- Alcohol, Violence, and Disorder in Traditional Europe
Martin’s book questions the assumption that alcohol was a cause of violence in traditional Europe (1300 to 1700), or at least in England, France, and Italy, which comprise his primary focus. Although difficult to measure exactly, violence and alcohol consumption seem to have been more pronounced in traditional Europe than in the modern Western world. Despite modern studies that strongly suggest otherwise, however, Martin argues that alcohol and violence had no intrinsic correlation during the period in question.
Martin’s fundamental assumption, drawn from anthropological literature, is that drunken behavior is learned behavior and that alcohol does not trigger a pharmacological effect that naturally produces aggression in humans. Traditional Europe associated alcohol with conviviality, social bonding, and celebration, due in large part to the numerous ecclesiastical holidays and occasions celebrated with drink. In England, which had the greatest choice of alcoholic beverages—ale, beer, wine, and cider—these opportunities declined with the Reformation; condemnations of drunkenness peaked with the rise of Puritanism, which went so far as to criminalize drinking. Catholic Italy, in contrast, had almost no tradition of moral outrage about drinking; Italians consumed unparalleled quantities of alcohol, mostly in the form of wine.
Martin reports that men were largely responsible for violence and that they committed a disproportionate amount of it in alehouses. Yet he maintains that the violence associated with alehouses had less to do [End Page 441] with drinking than with male honor, which was frequently a source of competition in such routine social settings. Because drinking was not confined to alehouses, it could hardly have been the culprit; drinking at home and at work, the other primary places of association, did not carry the same results. Moreover, the strong association of drinking with sociability and celebration may actually have limited violence by drinkers.

**Data listing**.
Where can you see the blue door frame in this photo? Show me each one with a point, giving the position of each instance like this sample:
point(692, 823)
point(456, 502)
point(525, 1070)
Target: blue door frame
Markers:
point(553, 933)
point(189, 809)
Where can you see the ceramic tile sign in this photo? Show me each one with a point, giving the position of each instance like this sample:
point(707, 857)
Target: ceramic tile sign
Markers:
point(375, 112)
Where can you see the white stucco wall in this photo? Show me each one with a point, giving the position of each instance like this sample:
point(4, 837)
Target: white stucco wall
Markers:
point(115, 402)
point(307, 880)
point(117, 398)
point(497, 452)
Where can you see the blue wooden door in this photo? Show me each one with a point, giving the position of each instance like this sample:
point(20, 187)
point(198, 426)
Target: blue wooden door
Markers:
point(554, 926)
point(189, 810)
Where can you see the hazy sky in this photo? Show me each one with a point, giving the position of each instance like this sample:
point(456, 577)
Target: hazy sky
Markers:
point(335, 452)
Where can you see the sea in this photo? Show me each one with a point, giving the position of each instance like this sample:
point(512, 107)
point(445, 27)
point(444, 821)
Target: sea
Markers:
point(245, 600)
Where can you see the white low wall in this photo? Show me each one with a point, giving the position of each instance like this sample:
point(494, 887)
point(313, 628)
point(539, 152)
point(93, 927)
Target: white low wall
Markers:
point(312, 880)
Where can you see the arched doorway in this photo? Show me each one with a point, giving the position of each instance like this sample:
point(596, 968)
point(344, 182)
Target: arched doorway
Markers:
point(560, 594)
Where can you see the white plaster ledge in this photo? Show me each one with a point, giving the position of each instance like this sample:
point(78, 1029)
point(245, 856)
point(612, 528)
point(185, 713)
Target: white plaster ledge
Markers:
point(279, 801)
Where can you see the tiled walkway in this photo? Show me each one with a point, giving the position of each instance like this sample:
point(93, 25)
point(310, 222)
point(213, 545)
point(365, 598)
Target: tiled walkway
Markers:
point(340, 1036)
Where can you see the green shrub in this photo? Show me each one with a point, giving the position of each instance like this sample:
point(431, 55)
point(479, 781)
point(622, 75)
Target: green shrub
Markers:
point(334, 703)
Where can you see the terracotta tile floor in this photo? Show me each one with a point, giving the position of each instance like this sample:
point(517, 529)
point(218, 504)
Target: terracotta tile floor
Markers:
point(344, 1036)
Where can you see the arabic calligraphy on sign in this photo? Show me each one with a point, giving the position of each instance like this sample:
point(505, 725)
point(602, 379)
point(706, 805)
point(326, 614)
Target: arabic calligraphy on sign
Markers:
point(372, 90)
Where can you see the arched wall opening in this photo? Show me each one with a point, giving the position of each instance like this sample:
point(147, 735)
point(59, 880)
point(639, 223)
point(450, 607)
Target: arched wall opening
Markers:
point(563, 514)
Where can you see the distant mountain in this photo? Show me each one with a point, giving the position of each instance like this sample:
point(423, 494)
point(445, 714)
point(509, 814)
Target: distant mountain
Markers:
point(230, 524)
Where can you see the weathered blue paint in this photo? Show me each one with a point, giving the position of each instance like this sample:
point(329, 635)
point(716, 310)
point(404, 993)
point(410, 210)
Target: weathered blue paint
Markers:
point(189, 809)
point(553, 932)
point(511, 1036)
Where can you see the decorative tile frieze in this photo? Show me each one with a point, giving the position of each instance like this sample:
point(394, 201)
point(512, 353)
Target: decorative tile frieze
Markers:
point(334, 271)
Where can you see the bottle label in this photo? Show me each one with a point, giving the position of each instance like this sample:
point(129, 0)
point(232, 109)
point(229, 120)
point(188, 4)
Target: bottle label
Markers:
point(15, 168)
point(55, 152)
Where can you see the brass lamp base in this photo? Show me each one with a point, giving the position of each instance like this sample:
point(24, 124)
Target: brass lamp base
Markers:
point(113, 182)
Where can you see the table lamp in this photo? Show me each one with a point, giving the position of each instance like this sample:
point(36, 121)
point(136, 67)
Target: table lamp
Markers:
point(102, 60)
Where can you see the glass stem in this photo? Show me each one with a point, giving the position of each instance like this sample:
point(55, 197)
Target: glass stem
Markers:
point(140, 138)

**Questions to answer**.
- a) Reproduce the passage on alcohol and violence in traditional Europe between "Martin’s fundamental assumption, drawn" and "form of wine.", inclusive.
- b) Proceed with the passage on alcohol and violence in traditional Europe, beginning immediately after its final sentence.

**Outputs in order**.
- a)
Martin’s fundamental assumption, drawn from anthropological literature, is that drunken behavior is learned behavior and that alcohol does not trigger a pharmacological effect that naturally produces aggression in humans. Traditional Europe associated alcohol with conviviality, social bonding, and celebration, due in large part to the numerous ecclesiastical holidays and occasions celebrated with drink. In England, which had the greatest choice of alcoholic beverages—ale, beer, wine, and cider—these opportunities declined with the Reformation; condemnations of drunkenness peaked with the rise of Puritanism, which went so far as to criminalize drinking. Catholic Italy, in contrast, had almost no tradition of moral outrage about drinking; Italians consumed unparalleled quantities of alcohol, mostly in the form of wine.

- b)
Because Martin relies only on printed published sources and not archival ones, his book is ultimately problematical. Since most of his evidence is from England, he gives undue weight to isolated French and Italian anecdotes. Having argued that Italy, France, and England had different drinking cultures, religions, and attitudes toward drinking, can he assume that they had similar attitudes toward male honor, violence, and law enforcement? He needs comparable analysis of French and Italian court rolls to substantiate his conclusions. Moreover, the resort to court rolls alone for evidence about alehouses may well expose the violence that occurred in them, but it cannot prove that alehouses were inherently violent places. Martin’s claim that male honor was a major contributor to violence, and that alehouses were incidental accomplices, is intriguing, but further analysis of masculinity in these three different cultures is necessary to prove the point.